Fragmento de origen:
Así pues, las redes sociales no sólo acortan la distancia; también delegan en la masa la tarea de producir el relato del poder, el relato en sí mismo. Cuando miles de cuentas anónimas generan memes de Trump montado en un tanque con gafas de sol, o de Musk como emperador galáctico, no están simplemente rindiendo pleitesía: están participando activamente en la construcción del mito. El líder ya no necesita una corte de artistas oficiales; la corte entera es la masa misma, hiperactivada y equipada con MidJourney, CapCut y ElevenLabs.

Las redes sociales operan bajo una premisa fundamental: todos los usuarios son, en principio, iguales ante la plataforma. Una publicación de X de Elon Musk y el de un trabajador de fábrica comparten el mismo formato, los mismos 280 caracteres, la misma estética visual. Esta equiparación formal genera una ilusión de equiparación sustantiva. Cuando Musk responde a un usuario anónimo, cuando Trump comparte un meme creado por un seguidor, se produce un momento de ruptura simbólica que la masa interpreta como la disolución temporal de las jerarquías sociales. Por tanto, esta ilusión de proximidad no es accidental. Es un artefacto cuidadosamente administrado. Musk, Trump, Nayib Bukele, Javier Milei y decenas de líderes o aspirantes a líderes han comprendido que la autoridad ya no se legitima desde la lejanía hierática [el rey tocado por Dios, el estadista rodeado de vítores], sino desde la aparente inmediatez del “yo soy como ustedes”. La masa, que durante siglos sólo podía contemplar al soberano desde abajo, ahora puede recibir un “like” suyo. Y ese “like” funciona como una especie de comunión laica: un trozo del cuerpo del dios distribuido digitalmente.

Esta experiencia es profundamente seductora porque satisface una fantasía democrática ancestral: la posibilidad de interpelar directamente al soberano, de que el poderoso escuche la voz del común. En las monarquías absolutas existían las audiencias reales, momentos ritualizados donde el rey concedía su atención a súbditos selectos. Las redes sociales han convertido este ritual excepcional en una posibilidad cotidiana y masiva, aunque la probabilidad real de ser escuchado permanezca infinitesimalmente pequeña. La diferencia crucial es que ahora todos sienten que podrían ser elegidos, que están a una mención, un comentario o un retuit de distancia del poder.

Extractos de registros:
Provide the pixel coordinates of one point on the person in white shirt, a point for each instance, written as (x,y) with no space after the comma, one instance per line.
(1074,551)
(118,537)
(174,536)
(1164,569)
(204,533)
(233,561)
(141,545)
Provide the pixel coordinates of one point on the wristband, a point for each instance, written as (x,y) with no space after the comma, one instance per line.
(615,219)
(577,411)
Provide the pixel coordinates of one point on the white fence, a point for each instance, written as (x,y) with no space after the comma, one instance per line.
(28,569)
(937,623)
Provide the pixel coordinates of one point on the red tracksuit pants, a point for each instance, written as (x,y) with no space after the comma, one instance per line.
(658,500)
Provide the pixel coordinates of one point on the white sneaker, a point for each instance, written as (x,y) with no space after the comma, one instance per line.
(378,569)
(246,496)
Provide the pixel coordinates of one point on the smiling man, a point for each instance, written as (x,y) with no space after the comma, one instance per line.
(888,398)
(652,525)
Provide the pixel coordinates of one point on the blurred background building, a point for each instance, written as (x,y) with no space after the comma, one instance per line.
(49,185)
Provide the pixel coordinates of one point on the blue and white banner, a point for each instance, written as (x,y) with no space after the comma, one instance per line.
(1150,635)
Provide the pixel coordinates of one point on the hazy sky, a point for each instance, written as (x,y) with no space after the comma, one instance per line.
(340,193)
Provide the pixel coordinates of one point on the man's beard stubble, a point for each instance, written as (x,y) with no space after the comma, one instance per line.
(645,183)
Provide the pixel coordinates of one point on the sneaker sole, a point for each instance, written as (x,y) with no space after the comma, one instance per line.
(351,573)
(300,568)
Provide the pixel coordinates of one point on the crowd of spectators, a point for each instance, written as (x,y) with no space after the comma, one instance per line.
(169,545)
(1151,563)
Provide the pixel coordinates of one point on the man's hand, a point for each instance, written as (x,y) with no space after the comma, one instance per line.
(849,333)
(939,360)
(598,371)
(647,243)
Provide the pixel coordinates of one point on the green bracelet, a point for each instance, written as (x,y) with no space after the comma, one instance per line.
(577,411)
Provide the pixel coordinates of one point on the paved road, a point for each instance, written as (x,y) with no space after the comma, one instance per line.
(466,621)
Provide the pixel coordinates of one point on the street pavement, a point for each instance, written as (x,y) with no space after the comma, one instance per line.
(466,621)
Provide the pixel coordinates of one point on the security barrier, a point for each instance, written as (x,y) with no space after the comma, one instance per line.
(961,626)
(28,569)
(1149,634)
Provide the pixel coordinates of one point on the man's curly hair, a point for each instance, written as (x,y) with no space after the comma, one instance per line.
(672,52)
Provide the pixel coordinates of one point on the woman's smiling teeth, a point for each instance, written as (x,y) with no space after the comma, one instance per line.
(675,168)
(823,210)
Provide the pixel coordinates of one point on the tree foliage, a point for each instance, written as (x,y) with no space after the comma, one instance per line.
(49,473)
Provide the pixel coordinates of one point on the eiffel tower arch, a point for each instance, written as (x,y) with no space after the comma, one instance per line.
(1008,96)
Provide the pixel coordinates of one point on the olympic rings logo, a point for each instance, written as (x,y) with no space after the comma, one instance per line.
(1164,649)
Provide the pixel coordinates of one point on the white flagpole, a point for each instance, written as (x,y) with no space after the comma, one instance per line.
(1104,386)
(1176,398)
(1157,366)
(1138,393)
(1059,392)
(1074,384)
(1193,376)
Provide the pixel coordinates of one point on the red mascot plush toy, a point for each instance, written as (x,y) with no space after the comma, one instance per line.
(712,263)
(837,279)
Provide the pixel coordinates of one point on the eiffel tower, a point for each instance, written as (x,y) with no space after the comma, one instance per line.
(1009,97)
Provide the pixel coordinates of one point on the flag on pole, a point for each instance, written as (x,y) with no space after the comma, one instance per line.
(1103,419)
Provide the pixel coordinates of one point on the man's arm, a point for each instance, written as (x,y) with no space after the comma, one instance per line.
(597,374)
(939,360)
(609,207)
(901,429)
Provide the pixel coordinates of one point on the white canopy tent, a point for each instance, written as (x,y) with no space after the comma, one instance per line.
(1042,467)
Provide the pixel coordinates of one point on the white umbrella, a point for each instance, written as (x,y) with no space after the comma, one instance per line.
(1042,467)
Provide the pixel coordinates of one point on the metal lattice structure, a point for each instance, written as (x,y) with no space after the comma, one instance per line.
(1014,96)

Tareas del ejercicio:
**a.** Edite el fragmento sobre redes sociales y poder: comience en las palabras "Esta experiencia es" y deténgase después de "distancia del poder.". Sustituya "audiencias reales" por "recepciones reales".
**b.** Prosiga el fragmento sobre redes sociales y poder a partir de su última oración.
Los registros constituyen un material aparte del fragmento.

Respuestas dadas:
**a.**
Esta experiencia es profundamente seductora porque satisface una fantasía democrática ancestral: la posibilidad de interpelar directamente al soberano, de que el poderoso escuche la voz del común. En las monarquías absolutas existían las recepciones reales, momentos ritualizados donde el rey concedía su atención a súbditos selectos. Las redes sociales han convertido este ritual excepcional en una posibilidad cotidiana y masiva, aunque la probabilidad real de ser escuchado permanezca infinitesimalmente pequeña. La diferencia crucial es que ahora todos sienten que podrían ser elegidos, que están a una mención, un comentario o un retuit de distancia del poder.

**b.**
Podemos decir que esta ilusión se refuerza mediante lo que podríamos llamar el efecto de autenticidad del espectáculo. Las figuras de poder en redes sociales cultivan cuidadosamente una imagen de espontaneidad, de transparencia no mediada. Musk presenta sus publicaciones como pensamientos en tiempo real, impulsos no filtrados que supuestamente revelan su “verdadero yo”. Esta estética de la autenticidad contrasta radicalmente con la comunicación política tradicional, filtrada por asesores, departamentos de relaciones públicas y estrategias de imagen meticulosamente calculadas.

Sin embargo, esta autenticidad es, en sí misma, una construcción estratégica. Como argumentaría Erving Goffman, toda interacción social implica una presentación del yo, una actuación. La diferencia es que las redes sociales han desarrollado una estética que disimula precisamente ese carácter espectacular. La espontaneidad calculada, la vulnerabilidad estratégica, la provocación medida: todo ello constituye una forma sofisticada de gestión de la imagen que se disfraza como ausencia de gestión.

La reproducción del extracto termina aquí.